■ Description of the task ■
Pull every line containing "zipper" from the entries.

■ Records contained in a dataset ■
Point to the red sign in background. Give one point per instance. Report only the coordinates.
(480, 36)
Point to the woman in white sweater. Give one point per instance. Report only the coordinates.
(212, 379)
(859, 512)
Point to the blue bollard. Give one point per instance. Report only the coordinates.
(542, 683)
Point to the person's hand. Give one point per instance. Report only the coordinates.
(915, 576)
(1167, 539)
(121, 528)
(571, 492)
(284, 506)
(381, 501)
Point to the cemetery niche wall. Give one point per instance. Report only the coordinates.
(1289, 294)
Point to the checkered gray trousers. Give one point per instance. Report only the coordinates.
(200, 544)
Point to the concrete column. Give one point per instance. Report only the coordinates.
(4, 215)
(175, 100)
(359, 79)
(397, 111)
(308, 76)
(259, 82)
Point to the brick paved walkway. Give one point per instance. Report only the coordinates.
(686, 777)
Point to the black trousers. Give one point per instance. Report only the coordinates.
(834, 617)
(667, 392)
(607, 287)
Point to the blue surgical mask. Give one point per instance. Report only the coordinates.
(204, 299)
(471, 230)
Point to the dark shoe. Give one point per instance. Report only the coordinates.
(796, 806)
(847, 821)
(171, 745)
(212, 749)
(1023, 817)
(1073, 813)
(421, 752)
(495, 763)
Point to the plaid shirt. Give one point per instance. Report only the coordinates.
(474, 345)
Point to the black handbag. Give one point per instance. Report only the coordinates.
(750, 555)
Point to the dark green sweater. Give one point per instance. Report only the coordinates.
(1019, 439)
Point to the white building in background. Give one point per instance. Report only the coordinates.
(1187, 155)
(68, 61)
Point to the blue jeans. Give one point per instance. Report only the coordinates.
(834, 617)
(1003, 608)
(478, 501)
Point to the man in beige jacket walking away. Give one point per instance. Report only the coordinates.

--

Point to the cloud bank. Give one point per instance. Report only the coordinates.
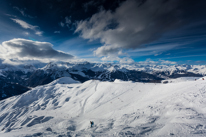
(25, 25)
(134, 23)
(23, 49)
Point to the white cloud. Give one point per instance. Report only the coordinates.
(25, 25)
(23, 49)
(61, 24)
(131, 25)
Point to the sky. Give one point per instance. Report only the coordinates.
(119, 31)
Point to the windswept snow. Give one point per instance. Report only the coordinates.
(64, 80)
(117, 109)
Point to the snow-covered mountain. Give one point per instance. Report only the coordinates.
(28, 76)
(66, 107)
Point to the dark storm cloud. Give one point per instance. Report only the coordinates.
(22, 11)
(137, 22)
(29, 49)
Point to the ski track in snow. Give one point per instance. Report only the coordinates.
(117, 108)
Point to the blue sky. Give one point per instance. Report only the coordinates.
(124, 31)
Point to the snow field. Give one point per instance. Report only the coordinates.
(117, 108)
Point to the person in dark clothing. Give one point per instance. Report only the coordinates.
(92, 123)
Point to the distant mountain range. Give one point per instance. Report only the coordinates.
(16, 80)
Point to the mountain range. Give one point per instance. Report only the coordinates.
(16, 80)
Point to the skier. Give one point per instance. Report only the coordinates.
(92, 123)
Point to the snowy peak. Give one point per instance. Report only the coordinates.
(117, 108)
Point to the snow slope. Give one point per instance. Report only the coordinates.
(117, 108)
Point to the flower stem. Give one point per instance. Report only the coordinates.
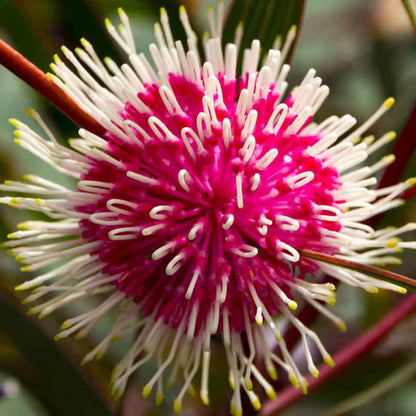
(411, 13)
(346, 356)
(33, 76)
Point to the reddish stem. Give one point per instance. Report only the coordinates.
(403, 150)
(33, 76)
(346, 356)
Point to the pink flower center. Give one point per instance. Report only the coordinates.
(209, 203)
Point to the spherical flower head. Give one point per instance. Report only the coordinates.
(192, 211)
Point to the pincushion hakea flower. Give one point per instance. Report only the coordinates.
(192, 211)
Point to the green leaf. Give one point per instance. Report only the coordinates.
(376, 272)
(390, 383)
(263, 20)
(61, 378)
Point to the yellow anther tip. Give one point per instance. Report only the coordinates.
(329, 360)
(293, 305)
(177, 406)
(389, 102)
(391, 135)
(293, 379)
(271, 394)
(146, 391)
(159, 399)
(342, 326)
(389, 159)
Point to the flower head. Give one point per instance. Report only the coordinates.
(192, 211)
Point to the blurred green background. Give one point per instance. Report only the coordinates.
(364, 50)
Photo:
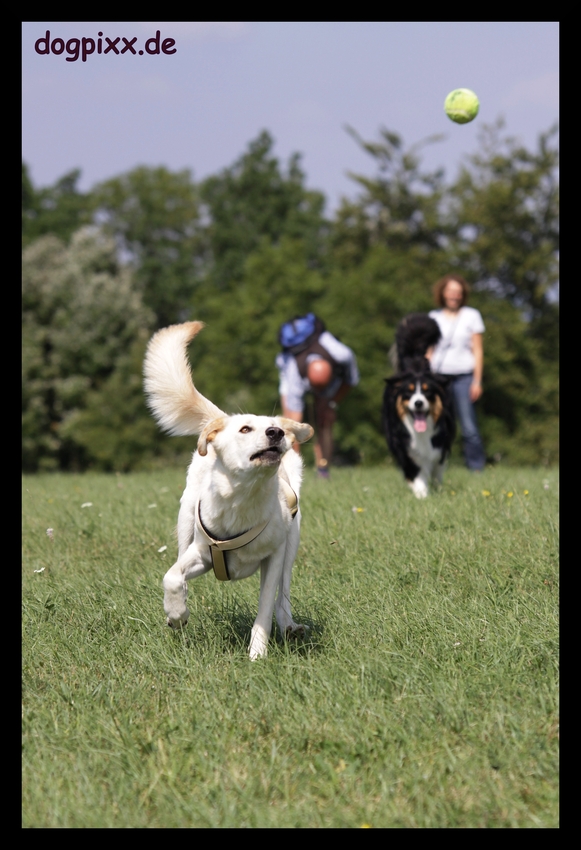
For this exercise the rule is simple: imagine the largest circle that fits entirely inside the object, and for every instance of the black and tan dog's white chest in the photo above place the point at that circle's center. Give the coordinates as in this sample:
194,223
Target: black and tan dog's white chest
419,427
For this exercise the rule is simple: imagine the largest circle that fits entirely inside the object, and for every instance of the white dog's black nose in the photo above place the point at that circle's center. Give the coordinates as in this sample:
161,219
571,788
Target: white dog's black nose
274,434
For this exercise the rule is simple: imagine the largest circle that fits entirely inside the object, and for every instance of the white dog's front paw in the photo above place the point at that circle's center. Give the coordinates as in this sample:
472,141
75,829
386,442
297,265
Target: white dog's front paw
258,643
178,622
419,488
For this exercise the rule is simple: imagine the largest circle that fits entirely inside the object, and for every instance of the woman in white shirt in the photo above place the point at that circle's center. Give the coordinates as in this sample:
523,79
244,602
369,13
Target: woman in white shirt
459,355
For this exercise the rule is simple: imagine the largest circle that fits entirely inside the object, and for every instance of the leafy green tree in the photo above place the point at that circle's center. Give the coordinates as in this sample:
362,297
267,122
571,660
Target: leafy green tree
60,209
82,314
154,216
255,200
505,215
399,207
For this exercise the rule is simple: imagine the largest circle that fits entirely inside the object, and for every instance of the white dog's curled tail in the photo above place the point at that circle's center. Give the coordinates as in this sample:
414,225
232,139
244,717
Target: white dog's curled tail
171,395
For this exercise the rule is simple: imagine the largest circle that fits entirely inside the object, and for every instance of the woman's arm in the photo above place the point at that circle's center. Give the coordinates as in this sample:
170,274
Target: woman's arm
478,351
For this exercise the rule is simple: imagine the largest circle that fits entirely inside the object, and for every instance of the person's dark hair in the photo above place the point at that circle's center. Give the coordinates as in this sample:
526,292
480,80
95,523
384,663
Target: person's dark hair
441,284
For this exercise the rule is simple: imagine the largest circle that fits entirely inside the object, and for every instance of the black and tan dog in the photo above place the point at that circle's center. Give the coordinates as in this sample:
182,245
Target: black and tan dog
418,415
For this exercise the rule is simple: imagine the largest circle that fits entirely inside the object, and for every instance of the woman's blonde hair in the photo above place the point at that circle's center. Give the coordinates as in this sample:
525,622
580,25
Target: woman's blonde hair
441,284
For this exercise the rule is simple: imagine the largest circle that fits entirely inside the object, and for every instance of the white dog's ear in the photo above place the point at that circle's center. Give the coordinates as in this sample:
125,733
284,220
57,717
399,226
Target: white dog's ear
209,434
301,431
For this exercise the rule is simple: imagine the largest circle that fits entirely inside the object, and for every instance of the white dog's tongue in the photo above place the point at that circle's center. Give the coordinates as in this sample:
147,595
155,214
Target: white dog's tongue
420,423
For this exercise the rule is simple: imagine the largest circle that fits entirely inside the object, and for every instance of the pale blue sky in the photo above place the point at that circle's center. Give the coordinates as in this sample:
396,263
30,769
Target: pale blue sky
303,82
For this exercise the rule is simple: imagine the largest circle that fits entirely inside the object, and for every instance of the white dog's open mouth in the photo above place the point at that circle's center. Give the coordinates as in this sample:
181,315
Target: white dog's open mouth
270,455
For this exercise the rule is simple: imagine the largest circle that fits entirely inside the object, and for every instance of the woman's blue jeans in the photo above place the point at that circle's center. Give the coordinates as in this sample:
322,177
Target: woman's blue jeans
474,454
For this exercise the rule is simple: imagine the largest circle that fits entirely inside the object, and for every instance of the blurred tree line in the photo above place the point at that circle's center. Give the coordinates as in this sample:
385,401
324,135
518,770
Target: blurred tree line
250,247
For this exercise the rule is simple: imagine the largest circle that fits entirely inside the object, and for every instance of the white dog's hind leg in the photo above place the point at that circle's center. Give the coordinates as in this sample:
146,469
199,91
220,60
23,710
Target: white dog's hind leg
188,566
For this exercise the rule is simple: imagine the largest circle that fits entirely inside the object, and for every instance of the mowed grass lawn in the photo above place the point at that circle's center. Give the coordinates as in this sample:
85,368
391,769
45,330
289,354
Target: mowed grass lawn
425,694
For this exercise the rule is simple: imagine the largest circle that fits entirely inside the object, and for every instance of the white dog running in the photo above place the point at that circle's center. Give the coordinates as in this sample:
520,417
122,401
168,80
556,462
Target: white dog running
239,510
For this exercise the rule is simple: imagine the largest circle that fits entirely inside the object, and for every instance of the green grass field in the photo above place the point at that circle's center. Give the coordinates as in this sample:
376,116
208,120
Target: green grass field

---

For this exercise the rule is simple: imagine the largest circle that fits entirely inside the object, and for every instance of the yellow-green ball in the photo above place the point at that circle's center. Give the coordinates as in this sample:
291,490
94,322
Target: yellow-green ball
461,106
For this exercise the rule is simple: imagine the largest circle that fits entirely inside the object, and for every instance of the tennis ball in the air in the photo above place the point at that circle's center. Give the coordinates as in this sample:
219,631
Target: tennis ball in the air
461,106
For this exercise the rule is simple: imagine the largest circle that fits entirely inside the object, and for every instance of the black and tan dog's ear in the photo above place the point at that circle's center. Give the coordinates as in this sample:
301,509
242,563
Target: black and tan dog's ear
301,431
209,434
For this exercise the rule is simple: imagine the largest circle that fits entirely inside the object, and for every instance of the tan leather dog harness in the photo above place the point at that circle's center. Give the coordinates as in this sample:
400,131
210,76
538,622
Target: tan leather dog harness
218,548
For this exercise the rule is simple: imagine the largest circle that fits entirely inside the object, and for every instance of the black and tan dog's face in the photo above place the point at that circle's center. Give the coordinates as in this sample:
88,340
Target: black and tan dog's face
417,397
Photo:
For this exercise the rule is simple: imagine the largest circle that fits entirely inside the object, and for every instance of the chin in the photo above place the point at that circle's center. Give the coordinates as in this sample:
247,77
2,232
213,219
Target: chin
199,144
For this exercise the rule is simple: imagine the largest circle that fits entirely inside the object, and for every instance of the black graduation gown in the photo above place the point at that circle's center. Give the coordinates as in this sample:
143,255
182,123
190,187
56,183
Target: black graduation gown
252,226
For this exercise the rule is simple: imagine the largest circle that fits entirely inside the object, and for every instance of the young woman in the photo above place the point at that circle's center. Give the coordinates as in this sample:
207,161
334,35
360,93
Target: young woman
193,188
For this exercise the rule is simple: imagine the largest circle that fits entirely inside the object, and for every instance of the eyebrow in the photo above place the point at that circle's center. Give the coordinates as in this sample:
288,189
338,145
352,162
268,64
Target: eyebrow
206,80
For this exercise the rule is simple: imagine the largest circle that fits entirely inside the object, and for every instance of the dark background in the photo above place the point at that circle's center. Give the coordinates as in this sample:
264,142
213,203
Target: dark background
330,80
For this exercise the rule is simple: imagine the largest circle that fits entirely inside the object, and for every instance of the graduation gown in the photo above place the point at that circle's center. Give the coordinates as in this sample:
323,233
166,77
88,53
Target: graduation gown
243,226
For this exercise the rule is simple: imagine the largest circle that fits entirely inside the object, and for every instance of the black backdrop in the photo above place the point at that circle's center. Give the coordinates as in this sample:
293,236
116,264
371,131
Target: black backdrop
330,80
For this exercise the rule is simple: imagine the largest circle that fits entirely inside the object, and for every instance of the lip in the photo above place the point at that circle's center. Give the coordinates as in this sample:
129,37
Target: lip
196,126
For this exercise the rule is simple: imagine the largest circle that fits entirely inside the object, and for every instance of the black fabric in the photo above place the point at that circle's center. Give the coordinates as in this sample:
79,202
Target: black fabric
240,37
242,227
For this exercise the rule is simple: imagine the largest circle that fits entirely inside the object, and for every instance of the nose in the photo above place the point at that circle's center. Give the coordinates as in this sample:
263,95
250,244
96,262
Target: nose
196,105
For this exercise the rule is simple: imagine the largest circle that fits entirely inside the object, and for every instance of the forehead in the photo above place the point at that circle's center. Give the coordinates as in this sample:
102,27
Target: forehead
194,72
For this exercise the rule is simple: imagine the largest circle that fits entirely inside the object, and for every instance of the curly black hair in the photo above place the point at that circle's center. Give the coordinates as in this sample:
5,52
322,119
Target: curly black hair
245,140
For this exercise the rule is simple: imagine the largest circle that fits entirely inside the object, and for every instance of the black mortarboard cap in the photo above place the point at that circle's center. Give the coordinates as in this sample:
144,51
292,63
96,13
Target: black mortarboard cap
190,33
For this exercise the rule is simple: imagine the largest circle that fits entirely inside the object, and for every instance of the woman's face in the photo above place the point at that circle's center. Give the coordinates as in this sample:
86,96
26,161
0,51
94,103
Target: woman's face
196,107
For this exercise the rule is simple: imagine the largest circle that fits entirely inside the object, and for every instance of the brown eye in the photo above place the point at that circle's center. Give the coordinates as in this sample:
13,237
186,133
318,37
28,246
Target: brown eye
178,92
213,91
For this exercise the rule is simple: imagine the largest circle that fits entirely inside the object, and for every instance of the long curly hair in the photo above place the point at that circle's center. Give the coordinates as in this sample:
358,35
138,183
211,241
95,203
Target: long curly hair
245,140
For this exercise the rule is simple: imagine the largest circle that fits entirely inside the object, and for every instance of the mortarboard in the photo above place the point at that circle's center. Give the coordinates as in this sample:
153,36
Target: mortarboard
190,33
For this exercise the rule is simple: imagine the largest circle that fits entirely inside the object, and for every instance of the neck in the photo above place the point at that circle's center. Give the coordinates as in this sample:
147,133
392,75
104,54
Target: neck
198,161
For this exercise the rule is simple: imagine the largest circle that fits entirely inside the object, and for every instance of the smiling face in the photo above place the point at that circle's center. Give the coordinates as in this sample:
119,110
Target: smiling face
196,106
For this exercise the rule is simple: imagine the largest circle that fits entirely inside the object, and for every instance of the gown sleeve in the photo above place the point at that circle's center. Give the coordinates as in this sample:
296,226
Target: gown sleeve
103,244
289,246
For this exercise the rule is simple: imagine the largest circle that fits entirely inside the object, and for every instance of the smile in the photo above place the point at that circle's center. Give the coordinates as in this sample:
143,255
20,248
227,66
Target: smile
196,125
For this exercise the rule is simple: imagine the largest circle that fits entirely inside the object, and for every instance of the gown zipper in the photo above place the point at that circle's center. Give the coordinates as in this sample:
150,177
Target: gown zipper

■ Task output ■
For this exercise the rule is simple: imagine the largest circle that fits entirely inside the object, and for every instance of the gown zipper in the photo above place the point at that circle's center. Give the coordinates as in this sample:
Target: gown zipper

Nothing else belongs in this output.